Extrait du document
Toute une semaine pour voir la lumière grandir et se répandre ! C’est sans doute là une expérience merveilleuse, c’est celle que nous sommes occupés à vivre ! En effet, il est inutile de souligner que ‘Hanouccah avance, jour après jour, sous nos yeux. Nous avons commencé l’œuvre d’illumination par une seule petite flamme au premier soir de la fête. Sans nous laisser impressionner par l’étendue et la densité de l’obscurité au dehors, nous avons progressé avec ténacité. C’est ainsi que deux puis trois flammes ont embrasé le sommet du chandelier de la fête. Et, alors que la semaine de ‘Hanouccah continue, nous voyons la lumière monter avec, chaque soir, plus de puissance et d’assurance. Nous le savons déjà : au huitième jour de la fête, lorsque le chandelier brille de toutes ses flammes, la lumière remporte définitivement le combat.
Il y a là une leçon qu’il importe de saisir car, s’appliquant à chacun, elle est une véritable clé pour notre vie quotidienne. On l’a souligné, le chandelier de ‘Hanouccah a eu à défier une nuit profonde. Il a commencé par se dresser sur fond d’obscurité avant de commencer d’éclairer. Pourtant, pas un moment il n’a abandonné sa lutte. Témoin et acteur d’une éternelle fidélité, il a entrepris d’éclairer la nuit avec courage. Et son entreprise, parce qu’elle a été sans relâche, consciente des enjeux, confiante également, est parvenu à ses fins. Au huitième jour, le monde brille. N’est-ce pas là une étonnante métaphore de la vie et du rôle du peuple juif, de manière générale, et, plus précisément, de chacun ?

Données fournies
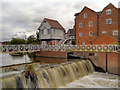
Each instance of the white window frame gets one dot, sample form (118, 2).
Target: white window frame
(104, 32)
(90, 24)
(83, 43)
(80, 34)
(108, 12)
(90, 33)
(80, 25)
(85, 15)
(108, 20)
(115, 32)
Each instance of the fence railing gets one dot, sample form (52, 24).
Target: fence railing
(27, 48)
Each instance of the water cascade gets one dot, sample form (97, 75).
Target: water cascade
(52, 77)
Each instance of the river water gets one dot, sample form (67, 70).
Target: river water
(92, 80)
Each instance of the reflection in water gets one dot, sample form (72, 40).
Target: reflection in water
(50, 60)
(7, 59)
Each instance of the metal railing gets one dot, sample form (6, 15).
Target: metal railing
(28, 48)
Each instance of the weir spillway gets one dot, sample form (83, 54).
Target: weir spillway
(53, 76)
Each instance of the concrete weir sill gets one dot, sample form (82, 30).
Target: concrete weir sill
(54, 54)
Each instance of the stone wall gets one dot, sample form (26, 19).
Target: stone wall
(108, 61)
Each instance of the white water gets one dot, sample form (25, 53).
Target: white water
(95, 80)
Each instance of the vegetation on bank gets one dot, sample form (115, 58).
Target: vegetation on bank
(30, 40)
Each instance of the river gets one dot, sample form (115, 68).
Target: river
(89, 80)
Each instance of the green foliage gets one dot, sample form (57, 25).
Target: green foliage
(17, 41)
(73, 42)
(31, 39)
(115, 43)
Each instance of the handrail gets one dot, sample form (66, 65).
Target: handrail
(27, 48)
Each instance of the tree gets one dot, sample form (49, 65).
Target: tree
(37, 34)
(17, 41)
(31, 39)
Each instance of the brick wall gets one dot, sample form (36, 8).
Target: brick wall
(113, 16)
(91, 16)
(99, 24)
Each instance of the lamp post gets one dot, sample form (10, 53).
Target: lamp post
(24, 52)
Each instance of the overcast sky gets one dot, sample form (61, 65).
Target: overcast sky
(23, 17)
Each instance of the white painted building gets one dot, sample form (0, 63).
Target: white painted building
(50, 30)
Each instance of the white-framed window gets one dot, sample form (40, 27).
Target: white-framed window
(80, 25)
(85, 15)
(115, 32)
(54, 31)
(104, 32)
(83, 43)
(80, 34)
(90, 24)
(108, 21)
(48, 31)
(41, 31)
(108, 11)
(90, 33)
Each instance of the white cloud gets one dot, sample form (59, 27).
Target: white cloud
(25, 16)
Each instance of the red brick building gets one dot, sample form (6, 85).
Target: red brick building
(86, 26)
(90, 26)
(108, 21)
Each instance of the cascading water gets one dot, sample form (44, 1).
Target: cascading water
(56, 76)
(53, 77)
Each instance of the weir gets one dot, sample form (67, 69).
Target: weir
(53, 76)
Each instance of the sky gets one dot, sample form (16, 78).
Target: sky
(23, 17)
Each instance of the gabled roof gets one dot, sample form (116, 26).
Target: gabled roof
(104, 39)
(71, 32)
(97, 13)
(110, 5)
(54, 24)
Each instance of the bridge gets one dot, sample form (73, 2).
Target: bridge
(34, 48)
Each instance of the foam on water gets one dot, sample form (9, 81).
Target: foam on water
(95, 80)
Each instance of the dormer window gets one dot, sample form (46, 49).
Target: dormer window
(103, 32)
(90, 24)
(115, 32)
(80, 34)
(80, 25)
(108, 11)
(44, 21)
(85, 15)
(90, 33)
(108, 21)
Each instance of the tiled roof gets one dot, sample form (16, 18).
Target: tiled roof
(97, 13)
(54, 24)
(104, 39)
(71, 32)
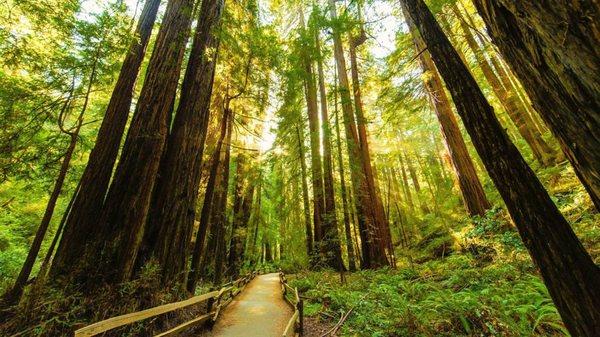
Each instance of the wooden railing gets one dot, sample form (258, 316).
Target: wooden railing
(217, 300)
(295, 326)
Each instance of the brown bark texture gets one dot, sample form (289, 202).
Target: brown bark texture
(554, 49)
(87, 203)
(173, 209)
(568, 271)
(472, 192)
(128, 200)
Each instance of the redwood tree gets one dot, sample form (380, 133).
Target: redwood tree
(470, 187)
(87, 203)
(127, 203)
(568, 271)
(173, 208)
(554, 49)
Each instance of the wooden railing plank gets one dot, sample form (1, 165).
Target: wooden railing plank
(118, 321)
(289, 329)
(189, 324)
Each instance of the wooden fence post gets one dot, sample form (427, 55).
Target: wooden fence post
(301, 312)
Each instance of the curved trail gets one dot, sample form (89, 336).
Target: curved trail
(259, 311)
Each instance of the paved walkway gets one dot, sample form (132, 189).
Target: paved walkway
(259, 311)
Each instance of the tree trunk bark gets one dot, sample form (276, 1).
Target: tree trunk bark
(88, 201)
(516, 112)
(333, 252)
(13, 295)
(470, 187)
(570, 274)
(207, 207)
(221, 215)
(372, 253)
(555, 51)
(305, 198)
(310, 90)
(349, 245)
(380, 233)
(128, 200)
(173, 211)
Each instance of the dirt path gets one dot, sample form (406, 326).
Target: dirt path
(259, 311)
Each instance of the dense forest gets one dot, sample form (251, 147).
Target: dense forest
(418, 168)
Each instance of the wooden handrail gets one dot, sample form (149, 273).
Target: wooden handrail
(122, 320)
(295, 326)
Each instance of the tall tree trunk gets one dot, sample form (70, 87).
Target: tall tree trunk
(310, 91)
(407, 191)
(349, 245)
(128, 200)
(13, 295)
(554, 51)
(330, 232)
(307, 221)
(570, 274)
(240, 228)
(380, 233)
(372, 254)
(413, 176)
(87, 204)
(170, 225)
(470, 187)
(516, 112)
(221, 218)
(207, 207)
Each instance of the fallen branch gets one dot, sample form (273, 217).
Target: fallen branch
(336, 327)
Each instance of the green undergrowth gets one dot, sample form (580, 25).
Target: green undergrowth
(449, 297)
(466, 278)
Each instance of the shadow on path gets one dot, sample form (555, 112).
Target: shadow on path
(259, 311)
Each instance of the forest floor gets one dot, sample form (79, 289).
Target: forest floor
(470, 277)
(259, 311)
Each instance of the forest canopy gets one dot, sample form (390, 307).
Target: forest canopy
(417, 168)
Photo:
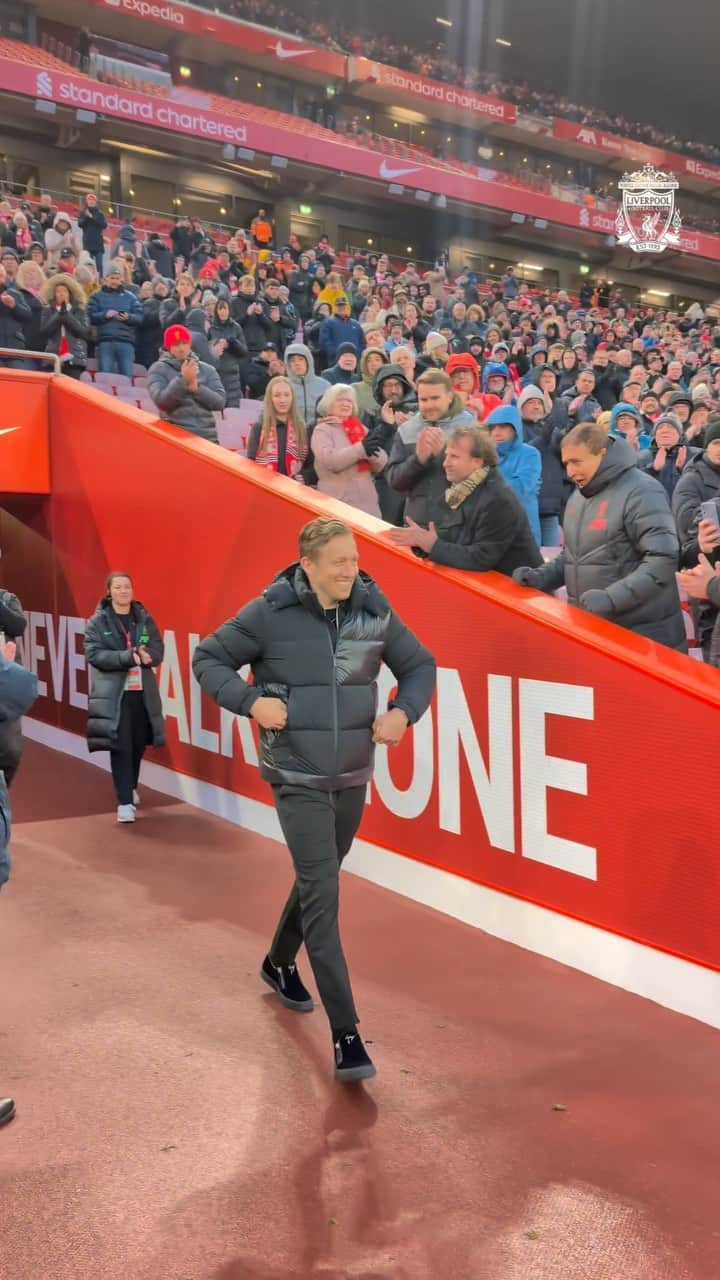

Tâches à réaliser
(A) D'après le passage sur ‘Hanouccah, avec combien de flammes l'œuvre d'illumination a-t-elle commencé au premier soir de la fête ?
(B) Montrez toutes les lignes des enregistrements qui contiennent le mot « foliage », en tenant compte de la casse.
Le texte et les enregistrements constituent deux supports indépendants l'un de l'autre.

Corrigés des exercices
(A) Elle a commencé avec une seule petite flamme.

(B)
Each instance of the green foliage gets one dot, sample form (57, 25).
Target: green foliage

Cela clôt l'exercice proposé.